On a sweltering Atlanta summer day in July 2016, Southerners on New Ground (SONG) co-director Mary Hooks led her fellow community organizers -- each clad in black T-shirts emblazoned with the names of the various organizations, including Black Lives Matter Atlanta, the Racial Justice Action Center, Rise Up, and the Georgia Not1More Coalition -- as they engaged in an irrepressibly abolitionist call-and-response aimed at a line of local police officers. The chant, developed in the height of the Movement for Black Lives and defiantly named "The Mandate," demands a widespread divestment from prisons, courts, and jails.

"The vision of justice for us does not include cages. The vision of justice for us allows us to walk in our communities with safety and dignity for all Black people: those who are differently abled, Black women, Black children, queer bodies, trans women," Hooks exclaimed in a video filmed during the display of civil disobedience. "All of our brilliance deserves that. That is public safety. So, whoever is defining it, come talk to us, because we have a different vision. Get behind it or get beside us and the organizations, and the communities, and the people we represent."

Unlike many organizations in racial, gender, and LGBTQ+ justice, SONG has strived to straddle various movements in an intersectional manner since its advent in 1993. SONG was borne out of the National LGBTQ Task Force's annual conference, Creating Change, which was held in Durham, North Carolina. In an unprecedented but intentional effort, three Black lesbians (Pat Hussain, Joan Garner, Mandy Carter) and three white lesbians (Suzanne Pharr, Pam McMichael, and Mab Segrest ) gathered in a workshop to discuss how to better support each others' organizing endeavors. "None of us came there planning to start an organization. In fact, we came from different work," Hussain says of her career prior to the conference. "We all came with years of organizing under our belts in
various ways."

Having come of age during the era of the Civil Rights Movement, the second Feminist Wave, and early Gay Liberation Movement, the SONG founders were inspired by some of the most pivotal moments in American organizing and activism. "It was heartbreaking to watch the Freedom Rides, the [Montgomery] Bus Boycotts, the marches, and everything," Hussain recalls. While seeing the ways the marginalized masses were galvanized in their early years, they lamented the chasms between those movements. Queer leaders had been sidelined, and even aggressively forced out of both the CRM and feminist discourse (which ignored the realities of non-white, non-straight women), while gay liberation had focused squarely on cisgender gay white men.

Task goal
Please reproduce the passage about Southerners on New Ground word for word, starting at "On a sweltering" and ending at "courts, and jails.". Rely on nothing but the passage about Southerners on New Ground.

Provided material
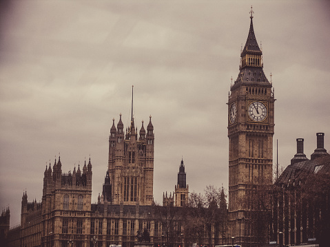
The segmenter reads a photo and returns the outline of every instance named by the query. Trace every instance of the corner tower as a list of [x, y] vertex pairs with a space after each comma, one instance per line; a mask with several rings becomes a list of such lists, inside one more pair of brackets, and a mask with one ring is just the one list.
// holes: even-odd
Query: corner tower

Solution for this task
On a sweltering Atlanta summer day in July 2016, Southerners on New Ground (SONG) co-director Mary Hooks led her fellow community organizers -- each clad in black T-shirts emblazoned with the names of the various organizations, including Black Lives Matter Atlanta, the Racial Justice Action Center, Rise Up, and the Georgia Not1More Coalition -- as they engaged in an irrepressibly abolitionist call-and-response aimed at a line of local police officers. The chant, developed in the height of the Movement for Black Lives and defiantly named "The Mandate," demands a widespread divestment from prisons, courts, and jails.